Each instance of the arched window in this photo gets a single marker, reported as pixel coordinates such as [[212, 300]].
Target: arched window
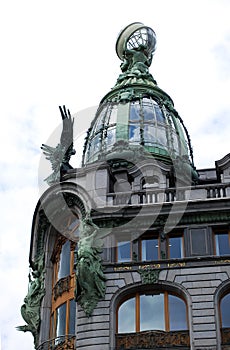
[[150, 317], [225, 318], [152, 311]]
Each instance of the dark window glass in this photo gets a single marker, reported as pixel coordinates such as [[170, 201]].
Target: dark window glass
[[225, 311], [134, 111], [175, 246], [61, 320], [110, 137], [152, 312], [123, 251], [149, 133], [149, 249], [222, 243], [134, 133], [177, 313], [64, 263], [148, 112], [126, 317], [72, 316]]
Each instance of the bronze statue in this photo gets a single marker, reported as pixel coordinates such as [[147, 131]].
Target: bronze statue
[[90, 279], [60, 155]]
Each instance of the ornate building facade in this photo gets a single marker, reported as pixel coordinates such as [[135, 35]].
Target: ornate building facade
[[131, 251]]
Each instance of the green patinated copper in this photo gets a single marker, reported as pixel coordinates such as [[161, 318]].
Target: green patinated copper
[[30, 310], [90, 279]]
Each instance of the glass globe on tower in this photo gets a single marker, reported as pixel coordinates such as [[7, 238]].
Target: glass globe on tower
[[136, 113]]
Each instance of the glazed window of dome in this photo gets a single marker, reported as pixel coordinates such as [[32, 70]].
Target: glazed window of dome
[[147, 124]]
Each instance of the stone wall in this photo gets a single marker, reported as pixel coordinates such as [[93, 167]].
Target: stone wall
[[200, 286]]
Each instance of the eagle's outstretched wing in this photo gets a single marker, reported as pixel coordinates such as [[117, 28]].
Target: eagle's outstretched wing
[[60, 155]]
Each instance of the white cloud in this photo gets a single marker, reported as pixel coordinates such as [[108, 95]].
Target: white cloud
[[59, 52]]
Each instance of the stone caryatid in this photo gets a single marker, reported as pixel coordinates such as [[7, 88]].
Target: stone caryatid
[[90, 279], [30, 310]]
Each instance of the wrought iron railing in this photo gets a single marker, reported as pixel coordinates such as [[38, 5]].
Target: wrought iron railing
[[162, 195], [153, 340], [225, 338], [64, 342]]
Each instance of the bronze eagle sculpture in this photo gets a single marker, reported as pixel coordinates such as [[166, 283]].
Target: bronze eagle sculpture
[[60, 155]]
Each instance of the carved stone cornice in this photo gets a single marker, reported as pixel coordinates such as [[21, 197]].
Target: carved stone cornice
[[149, 275]]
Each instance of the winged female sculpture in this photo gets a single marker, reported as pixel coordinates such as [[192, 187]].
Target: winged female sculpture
[[60, 155]]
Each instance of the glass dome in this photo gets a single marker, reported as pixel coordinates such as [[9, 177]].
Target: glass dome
[[142, 122]]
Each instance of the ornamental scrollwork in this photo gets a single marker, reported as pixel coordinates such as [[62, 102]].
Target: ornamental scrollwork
[[149, 275]]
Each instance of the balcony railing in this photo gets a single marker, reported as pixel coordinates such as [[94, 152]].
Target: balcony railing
[[162, 195], [153, 340], [65, 342]]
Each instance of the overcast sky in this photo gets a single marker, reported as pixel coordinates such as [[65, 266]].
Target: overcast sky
[[63, 52]]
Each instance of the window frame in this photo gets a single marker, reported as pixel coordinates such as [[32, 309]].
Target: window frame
[[137, 295], [67, 295], [217, 232], [175, 235], [146, 237], [116, 251]]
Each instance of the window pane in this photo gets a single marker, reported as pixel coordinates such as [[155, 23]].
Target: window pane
[[134, 133], [159, 114], [149, 133], [152, 312], [222, 244], [64, 264], [61, 320], [123, 251], [126, 317], [72, 316], [225, 314], [113, 115], [177, 313], [111, 135], [175, 247], [149, 249], [134, 111]]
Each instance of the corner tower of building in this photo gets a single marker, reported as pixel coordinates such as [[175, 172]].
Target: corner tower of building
[[136, 112], [131, 251]]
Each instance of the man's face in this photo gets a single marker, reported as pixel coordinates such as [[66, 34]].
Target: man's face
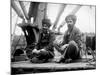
[[70, 23]]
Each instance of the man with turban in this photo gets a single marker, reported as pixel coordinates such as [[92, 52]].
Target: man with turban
[[72, 40]]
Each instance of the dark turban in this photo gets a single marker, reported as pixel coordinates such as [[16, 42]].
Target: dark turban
[[73, 17], [47, 22]]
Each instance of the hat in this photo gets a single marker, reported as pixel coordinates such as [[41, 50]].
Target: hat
[[73, 17], [47, 22]]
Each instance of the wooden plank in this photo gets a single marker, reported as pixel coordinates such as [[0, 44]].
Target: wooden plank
[[27, 64]]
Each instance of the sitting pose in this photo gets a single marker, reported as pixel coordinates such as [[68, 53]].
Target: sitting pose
[[72, 40]]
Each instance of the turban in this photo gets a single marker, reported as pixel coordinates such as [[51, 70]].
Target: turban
[[73, 17]]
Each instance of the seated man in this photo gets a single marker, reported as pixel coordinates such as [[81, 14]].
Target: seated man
[[44, 48], [72, 39]]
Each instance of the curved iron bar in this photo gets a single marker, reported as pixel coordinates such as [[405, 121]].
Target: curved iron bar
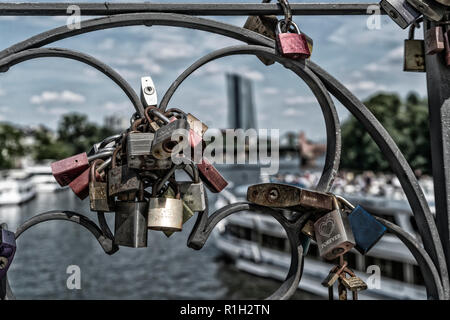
[[430, 273], [29, 54], [333, 128], [422, 214], [106, 243], [205, 225], [402, 170]]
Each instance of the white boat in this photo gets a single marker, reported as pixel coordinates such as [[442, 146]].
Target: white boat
[[16, 187], [258, 244], [42, 178]]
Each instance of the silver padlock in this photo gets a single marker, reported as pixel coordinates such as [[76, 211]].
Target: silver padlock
[[165, 214], [171, 138], [193, 194], [131, 224], [400, 11], [139, 144], [149, 96], [334, 234]]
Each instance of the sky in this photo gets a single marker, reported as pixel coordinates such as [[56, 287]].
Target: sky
[[39, 91]]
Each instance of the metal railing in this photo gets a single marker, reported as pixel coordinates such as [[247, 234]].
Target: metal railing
[[433, 257]]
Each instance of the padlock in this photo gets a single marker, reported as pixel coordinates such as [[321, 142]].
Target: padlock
[[212, 178], [196, 130], [80, 186], [333, 276], [414, 56], [366, 229], [333, 233], [131, 224], [149, 96], [308, 230], [447, 47], [444, 2], [139, 144], [193, 194], [122, 179], [66, 170], [165, 214], [400, 11], [429, 8], [98, 191], [171, 138], [292, 45], [352, 283], [7, 250], [187, 212], [434, 40], [287, 196]]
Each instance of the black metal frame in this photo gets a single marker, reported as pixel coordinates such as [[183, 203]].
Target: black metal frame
[[431, 258]]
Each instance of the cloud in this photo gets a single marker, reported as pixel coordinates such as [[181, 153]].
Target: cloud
[[118, 106], [107, 44], [365, 86], [54, 96], [51, 111], [270, 90], [293, 112], [299, 100]]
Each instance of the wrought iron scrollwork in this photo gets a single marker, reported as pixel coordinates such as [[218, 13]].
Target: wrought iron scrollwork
[[431, 258]]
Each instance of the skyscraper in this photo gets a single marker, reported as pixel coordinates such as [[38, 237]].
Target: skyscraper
[[241, 110]]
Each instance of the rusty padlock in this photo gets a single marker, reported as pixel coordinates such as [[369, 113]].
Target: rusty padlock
[[434, 40], [66, 170], [212, 178], [292, 45], [80, 186]]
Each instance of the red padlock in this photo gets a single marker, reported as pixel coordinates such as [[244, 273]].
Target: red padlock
[[447, 47], [212, 178], [66, 170], [292, 45], [80, 186]]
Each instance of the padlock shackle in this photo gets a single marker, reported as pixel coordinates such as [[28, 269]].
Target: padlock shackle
[[413, 26], [94, 169], [114, 157], [346, 202], [101, 155], [292, 24]]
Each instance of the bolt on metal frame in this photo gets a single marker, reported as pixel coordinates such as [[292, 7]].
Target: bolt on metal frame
[[433, 258]]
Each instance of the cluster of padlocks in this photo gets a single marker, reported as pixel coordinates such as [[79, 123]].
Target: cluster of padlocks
[[291, 42], [117, 172], [334, 224], [437, 37]]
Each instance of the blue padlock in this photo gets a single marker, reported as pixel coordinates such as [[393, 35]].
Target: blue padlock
[[7, 250], [366, 229]]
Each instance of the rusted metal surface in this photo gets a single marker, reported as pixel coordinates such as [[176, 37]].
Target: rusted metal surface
[[208, 9], [431, 258]]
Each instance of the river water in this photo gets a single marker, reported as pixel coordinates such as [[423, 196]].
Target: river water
[[166, 269]]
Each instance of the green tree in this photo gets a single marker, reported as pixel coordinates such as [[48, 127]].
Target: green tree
[[46, 146], [407, 123], [11, 145]]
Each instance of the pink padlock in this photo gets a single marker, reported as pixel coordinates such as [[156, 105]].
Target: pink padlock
[[292, 45]]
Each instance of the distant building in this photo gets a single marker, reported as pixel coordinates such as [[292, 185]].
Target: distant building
[[241, 109], [116, 123]]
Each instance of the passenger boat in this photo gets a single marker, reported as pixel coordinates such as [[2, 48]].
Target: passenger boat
[[16, 187], [257, 244]]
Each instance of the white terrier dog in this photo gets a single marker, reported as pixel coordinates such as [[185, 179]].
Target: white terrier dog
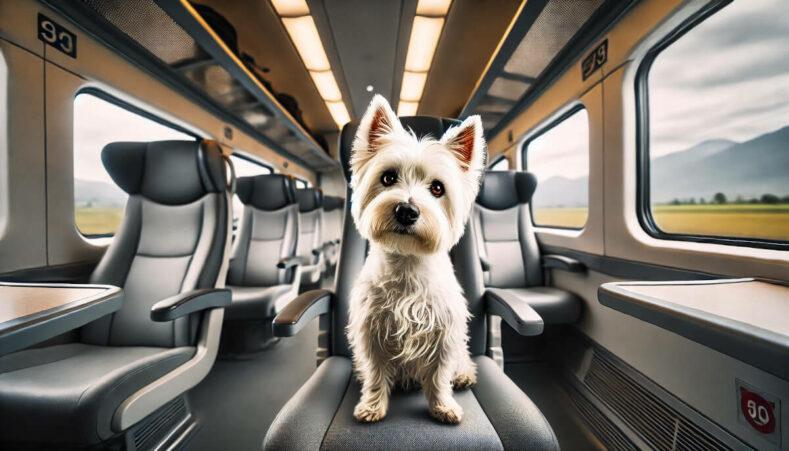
[[408, 316]]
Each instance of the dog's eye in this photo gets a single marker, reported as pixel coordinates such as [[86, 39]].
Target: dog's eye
[[388, 178], [436, 188]]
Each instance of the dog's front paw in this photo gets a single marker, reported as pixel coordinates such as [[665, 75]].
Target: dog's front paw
[[464, 380], [450, 414], [366, 413]]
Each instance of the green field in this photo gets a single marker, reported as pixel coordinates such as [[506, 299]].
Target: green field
[[734, 220], [98, 220]]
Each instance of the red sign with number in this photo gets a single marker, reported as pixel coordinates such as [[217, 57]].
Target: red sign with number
[[758, 412]]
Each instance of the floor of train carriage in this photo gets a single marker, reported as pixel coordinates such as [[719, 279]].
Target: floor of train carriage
[[239, 399]]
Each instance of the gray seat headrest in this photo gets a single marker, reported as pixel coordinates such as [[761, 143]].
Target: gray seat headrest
[[421, 125], [331, 203], [166, 172], [267, 192], [309, 199], [505, 189]]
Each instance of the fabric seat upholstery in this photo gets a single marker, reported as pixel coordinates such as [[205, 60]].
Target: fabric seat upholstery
[[333, 210], [268, 232], [86, 382], [310, 233], [172, 240], [503, 230], [497, 415]]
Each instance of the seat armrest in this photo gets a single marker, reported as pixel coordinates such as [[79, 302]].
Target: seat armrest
[[288, 262], [300, 311], [554, 261], [183, 304], [514, 311], [323, 248]]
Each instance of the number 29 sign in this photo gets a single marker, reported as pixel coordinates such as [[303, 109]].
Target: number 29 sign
[[57, 36]]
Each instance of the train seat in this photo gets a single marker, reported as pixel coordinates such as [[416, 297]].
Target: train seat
[[508, 250], [168, 255]]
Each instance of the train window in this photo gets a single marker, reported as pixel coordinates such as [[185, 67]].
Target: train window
[[501, 164], [98, 121], [715, 158], [559, 158]]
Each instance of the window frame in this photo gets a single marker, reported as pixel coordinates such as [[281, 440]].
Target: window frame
[[134, 109], [548, 126], [496, 161], [643, 201]]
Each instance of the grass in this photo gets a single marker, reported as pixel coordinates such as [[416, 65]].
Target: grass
[[98, 220], [732, 220]]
################
What you are asked to do »
Copy the items word for word, from the line with "Each instance of the cluster" to the line with "[[388, 178], [436, 188]]", including both of those lines. Leave out the pictures.

Problem solution »
Each instance of the cluster of padlocks in this photo gets a single marker, reported as pixel coordinates such as [[79, 123]].
Target: cluster of padlocks
[[291, 42], [117, 172], [334, 224], [437, 37]]
Each instance of the blue padlock in this photo gets a single marker, reported as pixel coordinates such as [[393, 35]].
Target: blue padlock
[[7, 250], [366, 229]]
Each instance of the rusted metal surface in this photo gets a single marker, reported as pixel coordinates such as [[176, 37]].
Target: rusted metal surface
[[208, 9], [431, 258]]
Each instance of the river water in this photo gets a single marker, reported as pixel coordinates such as [[423, 196]].
Target: river water
[[166, 269]]
Each instance of the green tree in this photo gets a single marker, reported as pixel coordinates such as [[48, 127]].
Target: green tree
[[46, 146], [407, 123], [11, 145]]
Each instance of the pink padlock in this photo gets a single marker, reported as pixel coordinates such as [[156, 105]].
Target: pink padlock
[[292, 45]]
Each instance of the distant building in this photo gets a single marker, reported as pixel coordinates such as [[292, 185]].
Target: distant building
[[241, 109], [116, 123]]
Each instance of the passenger boat in this photo gets a single marker, reported as pixel coordinates such as [[2, 48]].
Target: passenger boat
[[16, 187], [257, 244]]
Each instance of the white terrier dog in this photo gets a single marker, reported as pixel coordinates such as [[185, 179]].
Target: white terrier dog
[[408, 316]]
Each instance of the dog's eye in this photo gets a single marker, reported as pixel coordinates such as [[86, 39]].
Target: dog's eye
[[388, 178], [436, 188]]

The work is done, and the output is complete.